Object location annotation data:
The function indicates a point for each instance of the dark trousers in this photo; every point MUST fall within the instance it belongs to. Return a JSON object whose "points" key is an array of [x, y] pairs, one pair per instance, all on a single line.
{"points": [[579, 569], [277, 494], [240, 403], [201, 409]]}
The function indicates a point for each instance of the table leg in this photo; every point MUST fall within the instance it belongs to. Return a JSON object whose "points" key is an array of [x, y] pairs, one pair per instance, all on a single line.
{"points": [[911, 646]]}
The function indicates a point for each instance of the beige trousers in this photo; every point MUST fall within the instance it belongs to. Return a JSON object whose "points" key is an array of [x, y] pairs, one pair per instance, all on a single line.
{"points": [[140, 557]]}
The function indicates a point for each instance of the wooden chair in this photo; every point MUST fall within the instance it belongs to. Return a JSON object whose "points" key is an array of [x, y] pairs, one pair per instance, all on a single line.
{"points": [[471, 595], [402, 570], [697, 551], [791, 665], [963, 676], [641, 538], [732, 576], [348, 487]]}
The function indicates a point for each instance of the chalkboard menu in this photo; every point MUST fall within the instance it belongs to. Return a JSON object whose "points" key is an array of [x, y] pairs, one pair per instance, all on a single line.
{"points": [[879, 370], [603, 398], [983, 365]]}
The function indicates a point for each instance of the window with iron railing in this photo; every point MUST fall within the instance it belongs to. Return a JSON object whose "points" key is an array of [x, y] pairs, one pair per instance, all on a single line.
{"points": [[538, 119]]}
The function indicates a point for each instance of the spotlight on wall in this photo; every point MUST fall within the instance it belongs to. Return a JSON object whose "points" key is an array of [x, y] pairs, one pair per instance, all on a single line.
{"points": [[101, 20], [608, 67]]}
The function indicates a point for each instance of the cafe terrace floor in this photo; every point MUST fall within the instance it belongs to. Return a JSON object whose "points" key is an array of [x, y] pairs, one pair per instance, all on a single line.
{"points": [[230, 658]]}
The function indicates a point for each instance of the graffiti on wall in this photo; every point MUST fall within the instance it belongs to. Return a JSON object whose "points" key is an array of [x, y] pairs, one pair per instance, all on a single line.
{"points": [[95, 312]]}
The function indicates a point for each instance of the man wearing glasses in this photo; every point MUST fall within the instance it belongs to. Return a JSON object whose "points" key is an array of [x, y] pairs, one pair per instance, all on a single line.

Given problem:
Every entry should be output exactly as written, please.

Written answer:
The function indicates a point for each instance of the dark trousers in this photo; every point MUST fall within the instance it belongs to. Return a JSON object whose "points" key is an array of [x, y] pairs, one pair per instance, all on a single line.
{"points": [[579, 569], [277, 494], [240, 403], [201, 409]]}
The function indicates a point for each instance of the table leg in this photo; every point MUST fall within the instance it belongs to. Return a JSON object whose "points" key is an array of [x, y] pairs, one pair per instance, all on a single line.
{"points": [[911, 646]]}
The function indicates a point for each instance of the beige trousers in this photo; every point MUST fall within the instance it belongs to. Return a JSON object whose "points" key is an array of [x, y] pairs, one pair per instance, all on a single line.
{"points": [[140, 557]]}
The function indicates a point for each instance of the wooden chair in this photo; every point MUST fall within the instance it belongs to. Return a JSON object whose "points" key is an array of [x, y] pairs, one pair per instance, all on a single line.
{"points": [[471, 595], [402, 570], [697, 551], [791, 665], [963, 676], [641, 538], [732, 576], [348, 487]]}
The function indicates a point for each instance of the chalkboard menu in this photo; every point MUST fall within the instance it belongs to. Return a JSON object whose "points" key is an array of [x, y] pairs, one pair per instance, all on a single line.
{"points": [[879, 370], [603, 398], [983, 365]]}
The function indicates a point for each instance of the window with iron railing in this photo; every point MUST fall within the instance it belongs to. Return a JSON object whose "points" key is an array of [x, y] pairs, one pair per instance, all on a single line.
{"points": [[538, 119]]}
The function indicates a point for each instance of the spotlight on wall in this photo; every point MUST fall within the instance it belongs to. Return a JSON object whose "points" key is an array of [x, y] pairs, one pair per instance, all on a single line.
{"points": [[101, 20], [608, 67]]}
The function indicates a point for each instance of the cafe terrace floor in this photo; every point MUST fall within the instance it belongs to. Return a JSON object whose "points" key is an array of [x, y] pairs, one pair per instance, all on a single line.
{"points": [[230, 658]]}
The function indicates a point for each instance of the graffiti on wall in this photo; every point MUST fall within the instance it belongs to. Return a JSON object whose "points" key is an array of [x, y] pairs, one pair per instance, all on a single line.
{"points": [[95, 312]]}
The function indicates a point for each instance of the man wearing glasses in this photo; every point MUST fall within the instance it belongs to. Return a JSON object whose "points" key is an array of [x, y] pairs, one pair per instance, all on a single line.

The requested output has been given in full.